Copy out every record below exactly as written, but leave out any pictures.

══════════

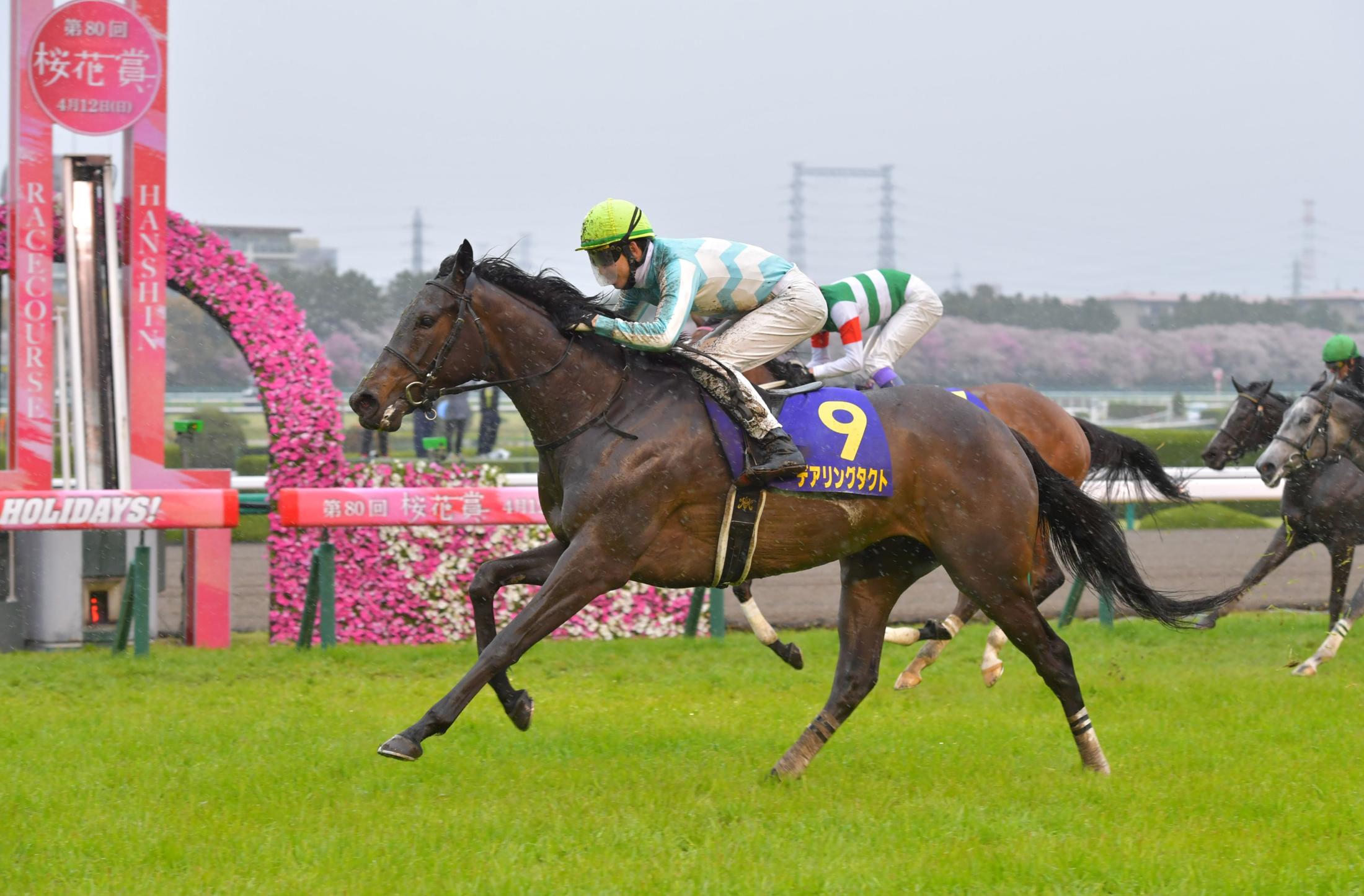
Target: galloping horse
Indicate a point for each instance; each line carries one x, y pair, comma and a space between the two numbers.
1071, 446
1324, 500
1317, 428
632, 484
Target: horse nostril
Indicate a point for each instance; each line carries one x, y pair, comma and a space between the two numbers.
365, 402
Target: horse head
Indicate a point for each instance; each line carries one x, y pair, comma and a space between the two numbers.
1321, 425
1250, 423
435, 343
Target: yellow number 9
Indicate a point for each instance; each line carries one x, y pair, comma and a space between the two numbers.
854, 427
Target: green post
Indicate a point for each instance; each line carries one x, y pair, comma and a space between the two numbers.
1071, 603
326, 566
120, 636
141, 600
310, 606
1105, 610
693, 613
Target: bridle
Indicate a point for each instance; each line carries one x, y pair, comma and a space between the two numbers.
1239, 446
420, 394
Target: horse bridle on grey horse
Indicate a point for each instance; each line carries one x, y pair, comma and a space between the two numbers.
419, 394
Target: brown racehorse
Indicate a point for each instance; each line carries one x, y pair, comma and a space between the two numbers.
1071, 446
632, 484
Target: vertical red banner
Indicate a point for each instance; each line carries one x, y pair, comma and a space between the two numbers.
145, 205
30, 264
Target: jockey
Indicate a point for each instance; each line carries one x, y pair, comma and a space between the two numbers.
902, 304
1342, 360
776, 307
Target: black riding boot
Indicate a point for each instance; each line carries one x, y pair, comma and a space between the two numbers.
771, 457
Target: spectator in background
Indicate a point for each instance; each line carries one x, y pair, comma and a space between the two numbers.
422, 428
454, 412
489, 419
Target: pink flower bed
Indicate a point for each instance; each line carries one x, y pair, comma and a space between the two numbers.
394, 585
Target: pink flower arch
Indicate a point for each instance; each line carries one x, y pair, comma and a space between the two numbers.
394, 585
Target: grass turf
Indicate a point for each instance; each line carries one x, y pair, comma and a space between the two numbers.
254, 771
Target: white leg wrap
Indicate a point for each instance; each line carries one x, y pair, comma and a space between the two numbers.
760, 626
1087, 742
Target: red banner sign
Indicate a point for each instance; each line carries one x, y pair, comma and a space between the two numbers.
410, 507
94, 67
167, 509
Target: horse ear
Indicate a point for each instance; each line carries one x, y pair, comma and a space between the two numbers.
463, 265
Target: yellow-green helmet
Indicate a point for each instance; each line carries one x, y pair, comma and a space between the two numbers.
613, 221
1339, 348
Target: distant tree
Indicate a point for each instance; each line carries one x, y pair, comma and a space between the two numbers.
985, 304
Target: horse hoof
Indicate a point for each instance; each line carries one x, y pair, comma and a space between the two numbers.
521, 709
908, 680
399, 748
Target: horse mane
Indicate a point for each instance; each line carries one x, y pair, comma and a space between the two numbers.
564, 302
1257, 386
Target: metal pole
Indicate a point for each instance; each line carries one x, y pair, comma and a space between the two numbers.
310, 606
142, 600
1071, 603
326, 566
693, 614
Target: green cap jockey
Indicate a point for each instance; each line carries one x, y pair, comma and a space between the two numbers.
1341, 357
677, 277
1340, 348
608, 232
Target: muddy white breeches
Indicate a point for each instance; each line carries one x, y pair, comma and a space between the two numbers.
905, 327
793, 314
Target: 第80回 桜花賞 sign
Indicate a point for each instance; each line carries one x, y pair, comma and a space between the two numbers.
94, 67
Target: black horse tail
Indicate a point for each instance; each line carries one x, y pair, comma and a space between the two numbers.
1119, 460
1090, 544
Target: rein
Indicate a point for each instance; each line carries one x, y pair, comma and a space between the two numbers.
420, 394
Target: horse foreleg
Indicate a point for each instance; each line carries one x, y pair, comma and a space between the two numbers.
1283, 546
763, 631
584, 572
1340, 628
528, 568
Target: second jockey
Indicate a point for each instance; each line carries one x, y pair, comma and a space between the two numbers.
775, 306
901, 304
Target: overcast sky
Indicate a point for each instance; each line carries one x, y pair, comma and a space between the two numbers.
1061, 148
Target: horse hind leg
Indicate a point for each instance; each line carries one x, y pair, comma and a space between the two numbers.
936, 634
1014, 610
1340, 628
874, 580
1049, 579
790, 654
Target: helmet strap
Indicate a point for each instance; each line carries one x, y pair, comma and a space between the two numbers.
625, 249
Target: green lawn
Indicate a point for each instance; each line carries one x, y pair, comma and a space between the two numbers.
254, 771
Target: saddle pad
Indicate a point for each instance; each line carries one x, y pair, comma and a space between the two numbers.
969, 396
841, 435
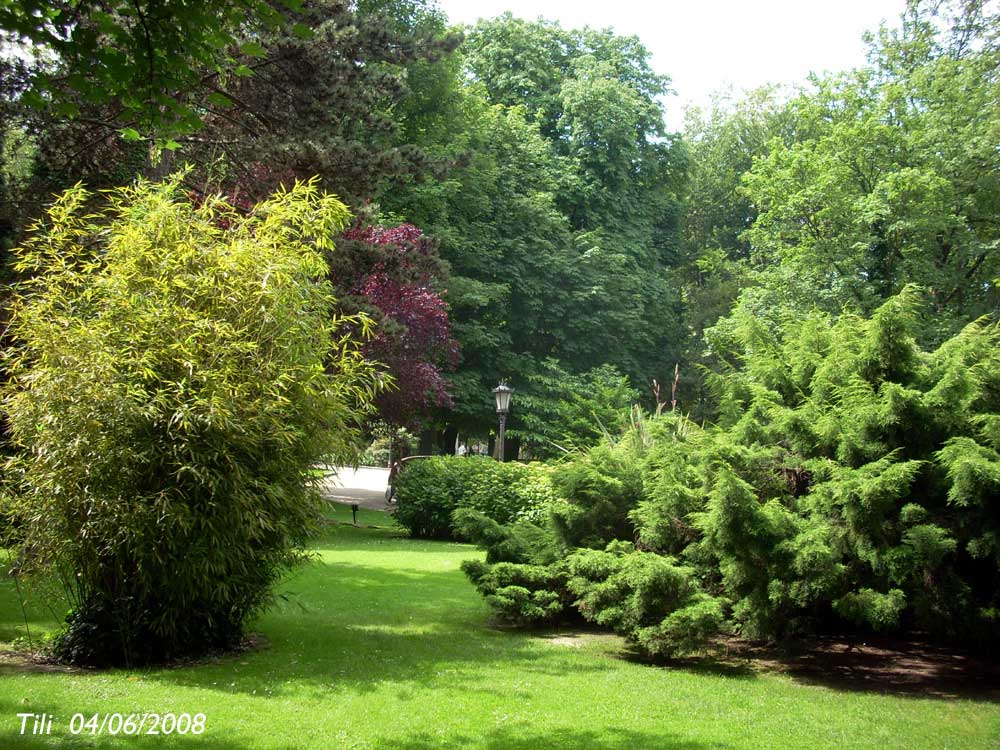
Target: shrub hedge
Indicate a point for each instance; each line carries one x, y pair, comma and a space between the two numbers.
430, 490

══════════

Completed exercise:
Target: galloping horse
Indicate a point for each instance; each line carries one x, y pair, comma and a space between the two numbers.
1071, 446
1324, 500
1317, 428
632, 484
Target: horse nostril
Indicate a point for each instance; each line carries one x, y pair, comma and a space between the two numbers.
365, 402
Target: horse head
Indicate a point for each instance; each line carries one x, y pair, comma and a space between the two numbers.
1321, 425
1250, 423
435, 343
Target: yellow number 9
Indicate a point for each instance; each line carries one x, y pair, comma and a space between the two numbers.
854, 427
Target: green post
Indicate a point for each instance; each line carries one x, y pair, comma and a space between the two numbers.
1071, 603
326, 566
120, 636
141, 600
310, 606
1105, 610
693, 613
Target: bridle
Indicate a point for each instance; each line carries one x, y pair, comma and a space between the two numbers.
1239, 446
420, 394
Target: horse bridle on grey horse
Indicate a point for each instance; each line carries one x, y pair, comma and a space between the two numbers.
419, 394
Target: brown racehorse
Indicate a point for each instance; each line carries one x, y pair, comma and a space between the two numbers.
1071, 446
632, 484
Target: vertical red banner
Indicate a point for each instance; each line carries one x, y pair, comma and a space between the two numbers.
145, 205
30, 264
Target: jockey
Indicate a point for each instance; each line carries one x, y pair, comma and a space between the two numbers.
902, 304
1342, 360
776, 307
Target: black riding boot
Indicate a point for each instance; each line carries one x, y pair, comma and a space between the two numbers.
771, 457
Target: spectator in background
Indicate a point for each instance; each line carries one x, y pair, comma and a space between the two numbers.
422, 428
454, 412
489, 419
Target: pink flower bed
Indicate a point for each instance; each line carries one x, y pair, comma and a space between the two numbers.
394, 585
Target: pink flower arch
Indicate a point for each instance; each line carries one x, y pair, comma and a space between the two numbers.
394, 585
Target: grass turf
Indicate a point for each instance; each line carries one x, y pair, comma and a space between the two numbers.
254, 771
Target: white leg wrap
Indicate a point for each instance; each line carries one x, y pair, comma and a space between the two numbers.
760, 626
1087, 742
Target: red banner sign
Indicate a point for each instance; each line carries one x, y pair, comma and a space between the two numbers.
410, 507
94, 67
167, 509
Target: horse ear
Indicate a point for each instance; each line carries one x, y pair, comma and a space between the two numbers.
463, 265
Target: yellow-green helmet
Indicate a point for each instance; each line carries one x, y pair, comma and a space between the two numbers.
613, 221
1339, 348
Target: distant tree
Indicate a point for each instance; each line carries one x, y pair, comma and a space between the two numbers.
985, 304
Target: horse hoof
Indicate a point for each instance; each line carries one x, y pair, comma and a space between the two numbers.
521, 709
908, 680
399, 748
Target: horse mane
Indicate a point for each instance; each line carries one x, y pair, comma and a space between the two numbers.
564, 302
1257, 386
Target: metal pole
Indicate a point for each instance; each line carries one x, y pair, comma and a space between the two numbers.
310, 606
142, 600
1071, 603
326, 566
693, 614
Target: green cap jockey
Indicate a point for each instance; each line carries one x, y pair, comma and a space between the two numbers.
1341, 357
677, 277
1340, 348
608, 232
Target: muddy white breeches
Indicate a point for each instance; each line carries one x, y pair, comma and a space between the two numbers.
905, 327
793, 314
Target: 第80回 桜花賞 sign
Indicate a point for each instance; each line carries one x, y pair, comma and a space between the two numbers.
94, 67
Target: black horse tail
Indicate a point for each instance; each line carries one x, y pair, comma and a space between the two numbers.
1119, 460
1090, 544
Target: rein
Indicate a point for each instance; each line carries one x, y pair, comma and a space between the two numbers.
420, 394
Target: horse foreleg
Indicate a point for each instance; each line carries one x, y pair, comma and a space between the two numbers.
1283, 546
763, 631
584, 572
1340, 628
528, 568
Target: second jockey
Indicate a point for each instance; each line carries one x, y pair, comma and a space between the two numbers.
775, 306
901, 304
Target: overcast sky
Indicate a point for each instance; each line carries one x, y pair, comma and a space between the two numbers.
1061, 148
Target: horse hind leg
Indicate a point for each instance; each line carries one x, y pair, comma and a space between the two numbers.
936, 634
1014, 610
1340, 628
874, 580
1049, 579
790, 654
Target: helmet strap
Indicate a point for each instance; each line carries one x, y pair, comma and a space between the two numbers.
625, 249
Target: green lawn
Indicate a point for each instance; each line carries one x, y pair, comma and a space between the two numbers.
254, 771
Target: saddle pad
Indicate a point for each instance; each line carries one x, y pair, comma and a space between the two numbers.
969, 396
841, 435
Target: shrub hedge
Indicate a point for each instance; each line carries one x, y pair, comma and a space between the two numbers.
430, 490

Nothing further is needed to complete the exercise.